## EXERCISE BRIEF
Once the line containing "Target: man in white t-shirt" is located, give it again exactly, together with each line that follows it to the end of the entries, and add nothing else.

## SUPPLIED MATERIAL
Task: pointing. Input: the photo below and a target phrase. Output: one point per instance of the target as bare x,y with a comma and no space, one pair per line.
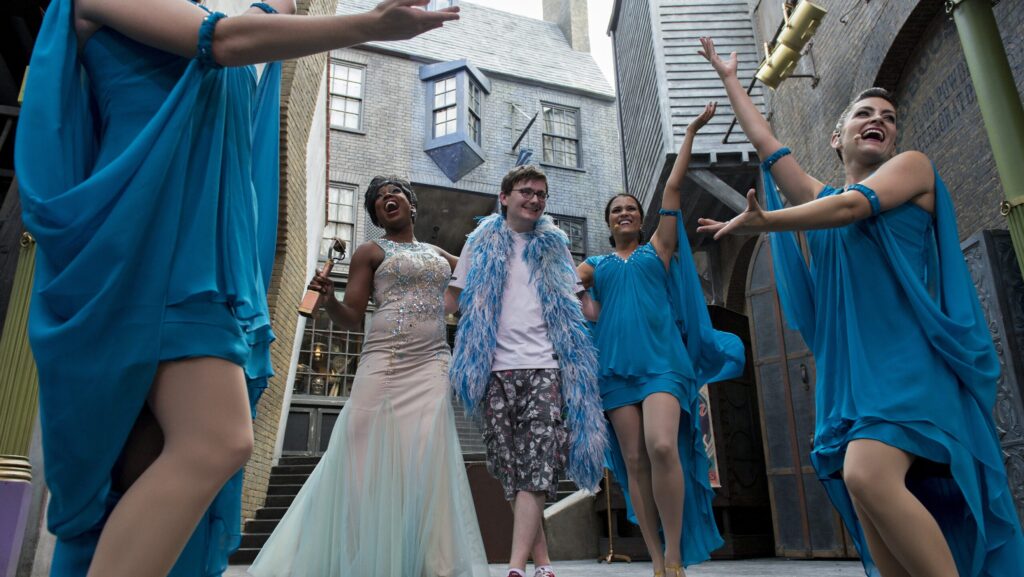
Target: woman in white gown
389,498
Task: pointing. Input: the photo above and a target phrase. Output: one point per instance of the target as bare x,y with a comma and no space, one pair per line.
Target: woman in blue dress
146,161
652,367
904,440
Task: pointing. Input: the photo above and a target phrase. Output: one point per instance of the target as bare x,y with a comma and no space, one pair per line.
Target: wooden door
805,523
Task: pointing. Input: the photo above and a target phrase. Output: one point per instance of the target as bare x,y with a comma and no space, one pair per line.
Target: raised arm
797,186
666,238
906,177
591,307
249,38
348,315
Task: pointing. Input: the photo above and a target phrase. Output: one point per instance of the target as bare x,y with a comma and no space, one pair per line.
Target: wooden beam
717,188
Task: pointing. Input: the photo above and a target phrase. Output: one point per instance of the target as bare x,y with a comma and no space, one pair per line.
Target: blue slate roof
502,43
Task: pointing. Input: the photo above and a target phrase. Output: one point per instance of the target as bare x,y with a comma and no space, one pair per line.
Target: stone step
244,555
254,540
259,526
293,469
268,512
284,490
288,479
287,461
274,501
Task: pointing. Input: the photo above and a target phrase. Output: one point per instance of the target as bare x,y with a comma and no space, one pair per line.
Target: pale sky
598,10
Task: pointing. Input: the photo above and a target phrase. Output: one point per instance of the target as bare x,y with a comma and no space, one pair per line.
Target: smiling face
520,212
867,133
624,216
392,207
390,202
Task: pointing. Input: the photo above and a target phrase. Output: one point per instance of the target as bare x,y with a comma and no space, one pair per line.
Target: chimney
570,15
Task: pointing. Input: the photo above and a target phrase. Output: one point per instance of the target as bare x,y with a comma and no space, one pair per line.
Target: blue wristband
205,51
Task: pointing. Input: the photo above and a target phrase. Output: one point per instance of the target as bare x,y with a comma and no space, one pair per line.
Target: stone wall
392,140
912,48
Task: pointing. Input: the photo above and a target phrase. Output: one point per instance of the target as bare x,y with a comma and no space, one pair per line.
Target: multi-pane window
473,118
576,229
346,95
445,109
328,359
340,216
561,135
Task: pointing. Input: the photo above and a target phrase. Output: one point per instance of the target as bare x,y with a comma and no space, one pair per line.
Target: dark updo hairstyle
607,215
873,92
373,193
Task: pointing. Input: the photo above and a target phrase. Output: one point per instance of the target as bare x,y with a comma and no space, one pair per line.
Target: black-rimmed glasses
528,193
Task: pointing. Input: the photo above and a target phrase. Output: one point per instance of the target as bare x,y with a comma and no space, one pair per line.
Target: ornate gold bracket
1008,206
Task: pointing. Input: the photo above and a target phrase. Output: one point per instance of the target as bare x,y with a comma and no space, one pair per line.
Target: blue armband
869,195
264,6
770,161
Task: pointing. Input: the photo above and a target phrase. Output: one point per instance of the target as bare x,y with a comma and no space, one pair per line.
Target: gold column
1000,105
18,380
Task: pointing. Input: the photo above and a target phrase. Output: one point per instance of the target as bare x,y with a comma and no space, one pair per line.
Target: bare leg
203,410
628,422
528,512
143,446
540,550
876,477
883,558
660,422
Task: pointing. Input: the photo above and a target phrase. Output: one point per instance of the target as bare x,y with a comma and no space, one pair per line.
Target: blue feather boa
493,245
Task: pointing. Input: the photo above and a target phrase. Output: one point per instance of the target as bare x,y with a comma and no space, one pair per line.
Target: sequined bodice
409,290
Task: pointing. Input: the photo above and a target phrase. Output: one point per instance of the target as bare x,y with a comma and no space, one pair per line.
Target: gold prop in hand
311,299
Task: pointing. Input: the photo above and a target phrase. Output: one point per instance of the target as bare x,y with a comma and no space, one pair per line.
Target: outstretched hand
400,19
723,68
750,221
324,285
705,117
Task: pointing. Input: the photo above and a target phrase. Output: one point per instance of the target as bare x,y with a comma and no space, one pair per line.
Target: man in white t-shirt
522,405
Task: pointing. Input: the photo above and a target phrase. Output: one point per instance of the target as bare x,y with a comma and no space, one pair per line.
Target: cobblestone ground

## EXPECTED ANSWER
Target: man in white t-shirt
522,405
Task: pointing. Input: the photo above and a target phrase. Output: one point per instance of the target as bare x,y with a comma and no space, one pair per line.
Target: cobblestone ground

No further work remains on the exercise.